§ Excerpted passage:
What would you guys add from Medusa roughly in terms of those new wells?.
Well, I mean, peak production on our share is going to be in the neighborhood of 5 a day..
We'll move on. Brian Singer from Goldman Sachs..
You highlighted your commitment to exploration as a core focus of the company. Beyond the personnel shifts and the lower risk preference, what has changed in the process by which you're selecting your exploration wells? And perhaps you can use some of Sea Eagle on some of your second half wells as examples..
Brian, I'm going to pass to Gene Coleman, our EVP of Global Offshore, to address your question..
Exploration remains a key commitment -- component of our strategy, as you mentioned. And we have to start delivering results, and we understand that. As you mentioned, we have made significant changes to the organization, the staff, the leadership. And really, there's 3 key areas and it's broken out into people, processes and portfolio.
People, it's almost a complete changeout of the exploration team, with over 1/2 of our technical geoscientists, which is in the number greater than 50, with the company less than 2 years. So we've made -- it's not just the people. It's certain skill sets that these -- the technical staff that we brought on board have, some specific basin modelers.
We've got regional stratigraphers. A lot of key gaps that we filled with the technical staff. But moving on to your question of the processes, it's the technical rigor and risking process that we're using. And it's a global process, where we're using the same yardstick across the entire globe of all the prospects.
We also have a separate technical assurance section within our exploration group now that looks critically at risking. And as I mentioned, we have the additional technical staff. On the portfolio, as you saw on the slides and in John's comments, we've tightened our focus significantly.
So we're -- we have more people with the technical expertise looking at a smaller number of basins. So we are providing better scrutiny over a smaller area. And we think those 3 things really tighten that up. On Sea Eagle, mentioning technology, there's a lot of new technology.
In fact, it's first of a kind to check the risking of our Seal, which is the highest risk on this Miocene amplitude. We have a group in our KL office that has worked globally on our new block, it's Sarawak SK 2C, where we think we've de-risked this. And we're pretty excited about both of those prospects, which are kind of needle-moving size.
The other part of our strategy is moving to some lower risk opportunities beyond those 2 wells in the Gulf of Mexico. That includes Thunderbird, where we're sidetracking existing discovery up-dip, a low-risk prospect which can deliver production in 2016. And we also have the Dalmatian area, which are low-risk Upper Miocene amplitudes.
So while we're doing those, and those are drill and complete operations, gives us time to further work our portfolio, further high-grade and make decisions on where we go forward there. Hopefully, that helps..

§ Activity A: For each statement below, say yes or no on whether it agrees with the call transcript, and quote the words that decide it. (i) More than half of the technical geoscientists have been with the company for less than 2 years. (ii) Thunderbird can deliver production in 2017. (iii) The Dalmatian area holds high-risk Lower Miocene amplitudes.
§ Activity B: Edit the call transcript starting with "In fact, it's" and going on through "of needle-moving size.", putting "significant" in place of "needle-moving".

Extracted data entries
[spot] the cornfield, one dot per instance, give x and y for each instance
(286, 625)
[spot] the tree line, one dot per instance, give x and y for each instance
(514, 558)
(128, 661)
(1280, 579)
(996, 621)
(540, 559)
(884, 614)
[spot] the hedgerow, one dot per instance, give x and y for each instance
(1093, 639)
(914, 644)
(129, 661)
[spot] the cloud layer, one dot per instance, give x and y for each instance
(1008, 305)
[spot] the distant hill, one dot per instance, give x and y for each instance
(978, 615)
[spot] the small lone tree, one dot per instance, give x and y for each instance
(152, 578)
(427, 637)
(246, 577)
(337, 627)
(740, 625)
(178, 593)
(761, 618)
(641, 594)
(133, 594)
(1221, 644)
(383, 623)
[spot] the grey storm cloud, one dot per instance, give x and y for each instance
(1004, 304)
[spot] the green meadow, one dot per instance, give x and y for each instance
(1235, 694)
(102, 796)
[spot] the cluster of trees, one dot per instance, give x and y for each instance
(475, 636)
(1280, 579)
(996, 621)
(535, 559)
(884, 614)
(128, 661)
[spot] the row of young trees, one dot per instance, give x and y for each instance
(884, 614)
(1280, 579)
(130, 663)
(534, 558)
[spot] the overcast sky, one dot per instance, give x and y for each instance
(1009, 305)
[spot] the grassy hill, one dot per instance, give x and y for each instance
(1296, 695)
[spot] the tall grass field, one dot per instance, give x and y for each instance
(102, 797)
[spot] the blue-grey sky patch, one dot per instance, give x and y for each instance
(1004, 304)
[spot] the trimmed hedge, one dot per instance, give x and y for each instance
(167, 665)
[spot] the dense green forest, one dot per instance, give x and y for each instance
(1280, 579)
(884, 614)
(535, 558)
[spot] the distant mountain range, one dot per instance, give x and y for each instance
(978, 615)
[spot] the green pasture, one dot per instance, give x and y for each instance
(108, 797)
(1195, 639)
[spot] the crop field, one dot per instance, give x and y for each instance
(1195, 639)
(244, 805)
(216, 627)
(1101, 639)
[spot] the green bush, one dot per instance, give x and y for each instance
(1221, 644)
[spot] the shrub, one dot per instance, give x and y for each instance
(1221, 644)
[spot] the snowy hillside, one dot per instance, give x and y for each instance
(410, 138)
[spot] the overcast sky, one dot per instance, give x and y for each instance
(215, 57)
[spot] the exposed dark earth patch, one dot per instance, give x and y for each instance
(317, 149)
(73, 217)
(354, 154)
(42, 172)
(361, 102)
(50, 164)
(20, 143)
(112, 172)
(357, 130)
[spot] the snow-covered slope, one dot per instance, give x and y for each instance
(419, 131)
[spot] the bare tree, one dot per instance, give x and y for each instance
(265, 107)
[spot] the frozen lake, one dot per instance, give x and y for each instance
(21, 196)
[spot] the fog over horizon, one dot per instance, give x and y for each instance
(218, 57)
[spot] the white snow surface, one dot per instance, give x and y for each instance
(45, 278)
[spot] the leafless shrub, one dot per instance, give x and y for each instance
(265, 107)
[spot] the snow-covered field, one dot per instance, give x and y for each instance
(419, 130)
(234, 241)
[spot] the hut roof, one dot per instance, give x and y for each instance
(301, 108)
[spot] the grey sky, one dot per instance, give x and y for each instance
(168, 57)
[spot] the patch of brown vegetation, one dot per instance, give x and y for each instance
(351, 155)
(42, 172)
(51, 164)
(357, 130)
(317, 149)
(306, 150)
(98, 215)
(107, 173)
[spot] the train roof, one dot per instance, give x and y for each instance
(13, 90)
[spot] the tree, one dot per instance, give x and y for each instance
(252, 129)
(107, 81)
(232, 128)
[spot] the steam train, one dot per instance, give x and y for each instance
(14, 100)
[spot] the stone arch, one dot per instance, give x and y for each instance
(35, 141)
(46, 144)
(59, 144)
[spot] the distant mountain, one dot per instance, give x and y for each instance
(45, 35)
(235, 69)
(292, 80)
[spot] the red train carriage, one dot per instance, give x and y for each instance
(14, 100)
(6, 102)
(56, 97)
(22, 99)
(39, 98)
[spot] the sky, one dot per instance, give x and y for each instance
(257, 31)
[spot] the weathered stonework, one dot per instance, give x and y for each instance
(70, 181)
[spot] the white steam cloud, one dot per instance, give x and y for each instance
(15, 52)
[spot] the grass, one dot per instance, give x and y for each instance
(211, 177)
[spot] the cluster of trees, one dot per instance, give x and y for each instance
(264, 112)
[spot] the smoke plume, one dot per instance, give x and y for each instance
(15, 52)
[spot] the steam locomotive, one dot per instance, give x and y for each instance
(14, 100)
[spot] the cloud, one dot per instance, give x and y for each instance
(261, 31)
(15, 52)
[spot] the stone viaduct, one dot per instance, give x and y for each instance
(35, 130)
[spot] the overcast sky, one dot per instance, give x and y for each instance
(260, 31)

§ Reply A:
(i) Yes: "with over 1/2 of our technical geoscientists, which is in the number greater than 50, with the company less than 2 years"
(ii) No: "a low-risk prospect which can deliver production in 2016"
(iii) No: "which are low-risk Upper Miocene amplitudes"

§ Reply B:
In fact, it's first of a kind to check the risking of our Seal, which is the highest risk on this Miocene amplitude. We have a group in our KL office that has worked globally on our new block, it's Sarawak SK 2C, where we think we've de-risked this. And we're pretty excited about both of those prospects, which are kind of significant size.